**RECORD SET:**
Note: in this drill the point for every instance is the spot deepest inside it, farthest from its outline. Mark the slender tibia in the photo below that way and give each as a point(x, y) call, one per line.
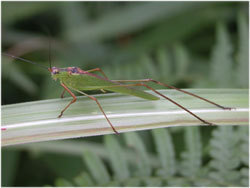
point(182, 107)
point(73, 100)
point(100, 70)
point(100, 107)
point(172, 87)
point(62, 95)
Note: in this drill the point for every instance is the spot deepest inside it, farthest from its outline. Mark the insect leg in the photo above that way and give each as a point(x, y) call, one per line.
point(172, 87)
point(62, 95)
point(104, 75)
point(177, 104)
point(98, 69)
point(73, 100)
point(100, 107)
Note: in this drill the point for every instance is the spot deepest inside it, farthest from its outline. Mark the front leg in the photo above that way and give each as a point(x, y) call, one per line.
point(73, 100)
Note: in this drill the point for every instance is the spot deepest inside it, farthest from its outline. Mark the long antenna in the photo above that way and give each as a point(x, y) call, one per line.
point(24, 60)
point(50, 53)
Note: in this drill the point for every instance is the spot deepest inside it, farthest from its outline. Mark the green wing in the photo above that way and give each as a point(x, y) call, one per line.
point(89, 82)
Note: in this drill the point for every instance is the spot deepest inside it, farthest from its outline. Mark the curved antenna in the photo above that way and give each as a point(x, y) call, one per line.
point(24, 60)
point(50, 53)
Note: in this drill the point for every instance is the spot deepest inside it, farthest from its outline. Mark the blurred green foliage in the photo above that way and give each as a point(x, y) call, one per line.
point(186, 44)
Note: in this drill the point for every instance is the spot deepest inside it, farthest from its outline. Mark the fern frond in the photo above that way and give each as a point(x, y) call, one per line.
point(165, 150)
point(143, 165)
point(225, 159)
point(191, 158)
point(221, 60)
point(117, 158)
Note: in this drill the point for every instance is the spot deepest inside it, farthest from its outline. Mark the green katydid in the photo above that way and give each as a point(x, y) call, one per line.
point(78, 80)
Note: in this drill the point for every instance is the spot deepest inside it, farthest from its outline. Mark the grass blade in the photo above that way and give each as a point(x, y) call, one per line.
point(37, 121)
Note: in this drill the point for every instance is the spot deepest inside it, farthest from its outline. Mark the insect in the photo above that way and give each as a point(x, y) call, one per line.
point(78, 80)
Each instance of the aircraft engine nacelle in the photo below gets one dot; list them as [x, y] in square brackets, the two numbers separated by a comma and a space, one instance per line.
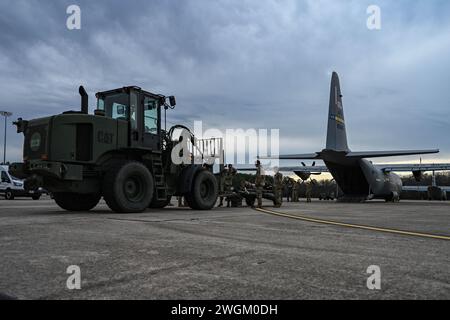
[418, 175]
[303, 175]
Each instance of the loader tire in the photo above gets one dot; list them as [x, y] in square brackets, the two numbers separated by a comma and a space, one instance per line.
[204, 192]
[128, 187]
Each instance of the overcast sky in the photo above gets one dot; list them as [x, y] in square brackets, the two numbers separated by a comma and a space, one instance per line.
[241, 64]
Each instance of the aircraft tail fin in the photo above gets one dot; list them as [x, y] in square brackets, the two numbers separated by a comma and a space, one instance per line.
[336, 133]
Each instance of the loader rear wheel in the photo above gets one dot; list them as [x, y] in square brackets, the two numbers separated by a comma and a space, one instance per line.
[250, 201]
[204, 193]
[76, 201]
[128, 187]
[9, 195]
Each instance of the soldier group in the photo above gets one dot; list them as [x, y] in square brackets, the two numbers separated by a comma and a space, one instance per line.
[282, 187]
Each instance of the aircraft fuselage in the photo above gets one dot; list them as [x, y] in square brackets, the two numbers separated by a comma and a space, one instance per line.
[360, 179]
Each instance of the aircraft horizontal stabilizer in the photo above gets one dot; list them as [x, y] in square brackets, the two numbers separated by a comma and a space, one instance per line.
[413, 167]
[380, 154]
[307, 156]
[310, 169]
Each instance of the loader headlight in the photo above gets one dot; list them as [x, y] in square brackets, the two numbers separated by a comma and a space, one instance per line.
[35, 141]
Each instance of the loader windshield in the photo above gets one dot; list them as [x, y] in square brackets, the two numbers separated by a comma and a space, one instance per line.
[115, 106]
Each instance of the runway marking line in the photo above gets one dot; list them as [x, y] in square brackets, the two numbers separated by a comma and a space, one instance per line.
[354, 226]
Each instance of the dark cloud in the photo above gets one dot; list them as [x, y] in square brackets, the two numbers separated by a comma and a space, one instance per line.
[263, 64]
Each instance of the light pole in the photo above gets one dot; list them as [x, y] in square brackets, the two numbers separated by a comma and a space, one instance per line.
[5, 114]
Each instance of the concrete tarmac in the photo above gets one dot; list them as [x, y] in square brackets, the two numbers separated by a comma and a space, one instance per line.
[226, 253]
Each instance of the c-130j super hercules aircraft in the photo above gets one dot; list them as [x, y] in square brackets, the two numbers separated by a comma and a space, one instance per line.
[358, 178]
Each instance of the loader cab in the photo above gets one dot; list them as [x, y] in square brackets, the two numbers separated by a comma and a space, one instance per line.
[142, 111]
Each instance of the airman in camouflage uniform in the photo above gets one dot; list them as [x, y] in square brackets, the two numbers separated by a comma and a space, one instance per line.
[295, 191]
[308, 191]
[228, 180]
[278, 188]
[259, 183]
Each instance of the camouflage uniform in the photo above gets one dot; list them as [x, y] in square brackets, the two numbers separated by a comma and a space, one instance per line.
[308, 191]
[228, 181]
[259, 184]
[295, 191]
[278, 189]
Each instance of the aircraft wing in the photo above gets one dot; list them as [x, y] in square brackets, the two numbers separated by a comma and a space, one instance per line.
[414, 167]
[307, 169]
[380, 154]
[306, 156]
[415, 188]
[313, 169]
[423, 188]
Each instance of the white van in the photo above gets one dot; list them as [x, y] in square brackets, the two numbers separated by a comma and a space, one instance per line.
[12, 187]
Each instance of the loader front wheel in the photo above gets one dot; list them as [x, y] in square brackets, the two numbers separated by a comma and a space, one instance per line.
[128, 187]
[204, 192]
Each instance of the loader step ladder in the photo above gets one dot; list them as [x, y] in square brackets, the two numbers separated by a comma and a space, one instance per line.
[160, 182]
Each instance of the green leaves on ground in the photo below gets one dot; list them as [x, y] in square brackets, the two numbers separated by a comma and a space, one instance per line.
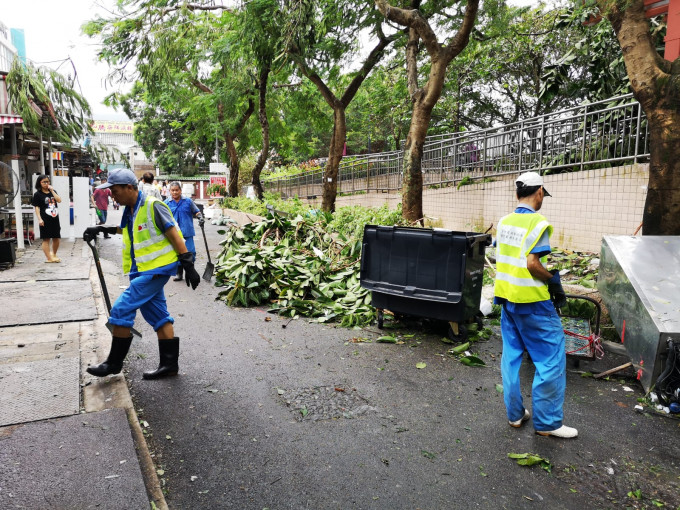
[472, 361]
[299, 265]
[531, 459]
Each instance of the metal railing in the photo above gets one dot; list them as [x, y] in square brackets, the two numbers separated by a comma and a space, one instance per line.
[595, 135]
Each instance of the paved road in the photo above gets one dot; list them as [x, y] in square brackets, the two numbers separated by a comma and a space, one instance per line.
[432, 438]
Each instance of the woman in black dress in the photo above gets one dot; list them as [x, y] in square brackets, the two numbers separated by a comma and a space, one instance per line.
[45, 200]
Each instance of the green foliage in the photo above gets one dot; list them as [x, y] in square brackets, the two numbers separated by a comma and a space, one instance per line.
[531, 459]
[305, 264]
[298, 266]
[65, 113]
[350, 220]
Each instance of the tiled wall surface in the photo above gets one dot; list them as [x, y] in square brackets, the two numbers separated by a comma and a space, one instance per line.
[584, 205]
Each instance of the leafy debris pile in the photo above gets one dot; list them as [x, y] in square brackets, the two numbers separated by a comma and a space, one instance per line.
[298, 266]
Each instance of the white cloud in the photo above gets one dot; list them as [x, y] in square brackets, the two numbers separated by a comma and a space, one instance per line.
[53, 35]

**TASK TO CARRY OUT:** Transcribe the data verbatim. No picture belongs in the result.

**YOUR SOLUTION:**
Note: in this drill the point for every instance is the spot deepest inside it, farthest from its outline. Mark the slender tibia in the photo below that way and give each as a point(x, y) call, one per line.
point(182, 107)
point(73, 100)
point(100, 70)
point(100, 107)
point(172, 87)
point(62, 95)
Note: in this drill the point for every instance is the spot deepest inside it, farthest from its outline. Mark the insect leg in the photo above that way and give each as a point(x, y) call, one per line.
point(172, 87)
point(62, 95)
point(104, 75)
point(177, 104)
point(98, 69)
point(73, 100)
point(100, 107)
Note: in this drill the point for every instance is the spot deepest inside it, farthest from its outline. Mark the front leg in the photo above that way and give each as a point(x, y) call, one per line.
point(73, 100)
Note: in this drill the point for every instance is the spot deepest inside it, farthest from its outline. Mark the long antenna in the photo above that way and give each as a point(x, y) call, one per line.
point(24, 60)
point(50, 53)
Note: in this drill the point for every instance is the spot deepest inside it, farthest from its outline. Mark the green wing in the photo above that way and give each as a point(x, y) call, one per line.
point(89, 82)
Note: in this drill the point for every instance is the spot deepest inside it, farthest from its outline. Mark the curved antenna in the photo above that way and give each as a point(x, y) call, one per line.
point(24, 60)
point(50, 53)
Note: in this drill the point for every instance is the spot deepest inside it, farthest from its outline. Mark the blurred green foliage in the photo above that way and give each as a point(x, y) call, one per line.
point(186, 44)
Note: in this drill the point for every instance is the spot deepest inside it, farthest from its outline. Mark the fern frond in the photo above that way and give each as a point(x, y) call, one per line.
point(165, 150)
point(143, 165)
point(225, 159)
point(191, 158)
point(221, 60)
point(117, 158)
Note: in this drill the point for every instance is the spot deepest inside it, farthest from its outline. Mark the green katydid in the photo above that way and give each as a point(x, y) call, one per line.
point(78, 80)
Note: in this drill the point for every instance is the spot deepest inside it, farthest from its outline. Mark the grass blade in the photo above that way and give each as a point(x, y) call, one per line.
point(37, 121)
Note: in this drill the point for every instance is the spot deepest inside it, farthest from its outline. Mark the insect in the photo above that way and give each as a point(x, y) call, one per line.
point(78, 80)
Each instance of the aircraft engine nacelle in the photo below gets one dot; list them as [x, y] in square brackets, the two numbers separated by a comma and a space, one instance per line.
[418, 175]
[303, 175]
Each instance of the loader tire in the photo above gets one dot; list them as [x, y] in square brackets, the two numbers separated by a comma and a space, one instance per line.
[204, 192]
[128, 187]
Each instance of the overcast sky in the photo above gets one dot; list them as [x, y] in square brackets, the two numbers separated by a comma and a space, one instance per line.
[241, 64]
Each instance of the aircraft tail fin in the photo above gets one dot; list them as [x, y] in square brackets, the two numbers separated by a comma and a space, one instance per line.
[336, 133]
Each instance of the loader rear wheel in the photo above gets one dot; list them as [x, y] in square brackets, the two numbers separated by a comma and a space, one instance per line.
[250, 201]
[204, 193]
[76, 201]
[128, 187]
[9, 195]
Each instance of the soldier group in the photo above gets one dot; list them as [x, y] in square brackets, the two numbers separated by a comma and a space, one instance per line.
[282, 187]
Each instance of the aircraft fuselage in the photo above gets one dot; list them as [x, y] in square brackets, the two numbers separated by a comma and a space, one instance per line.
[360, 179]
Each instance of the aircraft horizontal stabilizer in the photo above gets one dot; list them as [x, y] in square brackets, the two numbers separated by a comma and a space, one instance per line.
[413, 167]
[380, 154]
[307, 156]
[310, 169]
Each instance of the loader headlight in the photo above gets one dot; list them as [x, y] in square brackets, the two numbers separated by a comma and a space, one instance per line.
[35, 141]
Each instance of the loader windshield in the photo above gets one dot; list them as [x, y] in square brackets, the two numbers separated by a comma and a space, one instance per line.
[115, 106]
Each instance of the runway marking line in the photo above gets one dot; list them as [x, y] in square brackets, the two numbers separated by a comma and a space, one instance per line.
[354, 226]
Each instance of the dark cloud in the photo above gets one dot; list them as [x, y] in square brackets, the two numbers separated by a comma and a space, one instance per line.
[263, 64]
Each instance of the light pole in the photo above gets one dot; list them as [x, y] in square brackets, the two numbers separated by a comma and a space, one instance per line.
[5, 114]
Each instance of the concrete tarmac in the photo above gets one dot; list them as [x, y] in square brackets, the two numbers separated by a comma and a space, one instance per line.
[226, 253]
Each instance of the c-130j super hercules aircraft in the photo above gets one dot; list them as [x, y] in square brackets, the two numbers separated by a comma and a space, one instance per line.
[358, 178]
Each instance of the loader cab in the photo above gets one dot; list them as [x, y] in square brackets, the two numbers separated by a comma and a space, one instance per line.
[142, 111]
Each instance of the airman in camouflage uniform in the photo above gets one dot; list them as [x, y] in square brackets, the two numbers separated by a comma and a space, one instance per line.
[295, 191]
[308, 191]
[228, 180]
[278, 188]
[259, 183]
Each instance of the camouflage uniform in the photo above gets one dot; list them as [x, y] in square brackets, the two numbers separated by a comma and a space, one instance per line.
[308, 191]
[228, 181]
[259, 184]
[295, 191]
[278, 189]
Each instance of the aircraft wing in the photo above gets one dot; list them as [x, y] in square brackets, the two numbers separated by a comma and a space, one instance per line.
[414, 167]
[307, 169]
[380, 154]
[306, 156]
[415, 188]
[313, 169]
[423, 188]
Each instance of the white van in the photo above gets one dot; list them as [x, y] in square brackets, the two numbers separated by a comma and a space, one instance per line.
[12, 187]
Each instance of the loader front wheel in the photo above gets one dot; list them as [x, y] in square brackets, the two numbers separated by a comma and a space, one instance per line.
[128, 187]
[204, 192]
Each instance of the loader step ladder in the photo above gets one dot; list them as [x, y] in square brackets, the two numbers separated by a comma and a space, one instance per line.
[160, 182]
Each instance of the green leaves on ground in the photo below gets one dot; list them as [x, y] in square brackets, the two numbers separated by a comma and a space, one instance per line.
[472, 361]
[299, 265]
[531, 459]
Each instance of the metal railing in the photo above gets one dot; list them as [x, y] in square brackets, the two numbers separated by a comma and a space, one instance per line.
[595, 135]
Each instance of the paved road in the photo above gets one dot; list them as [x, y] in square brackets, the two numbers separated by a comma and a space, one instance per line.
[432, 438]
Each instance of the woman in black dress in the photo above gets one dot; list them as [x, y] in square brackets, the two numbers separated by a comma and a space, one instance per line.
[45, 200]
Each instance of the green foliage in the photo above gets one dot; list them as [x, y] in square brackets, the two numbers separated by a comma and a space, one instance per line.
[531, 459]
[305, 264]
[298, 266]
[65, 113]
[350, 220]
Each instance of the tiled wall surface in the photo above gets one dot; list them as [x, y] in square brackets, the two numbers separated by a comma and a space, one instance per line.
[584, 205]
Each instance of the leafy debris pile in the photo above gets one dot; list them as [x, y] in square brackets, the two numbers separated by a comma and a space, one instance per line.
[298, 266]
Each instance of the white cloud in the photo above gets one dot; list them as [x, y] in square brackets, the two numbers separated by a comma and a space, one instance per line.
[53, 35]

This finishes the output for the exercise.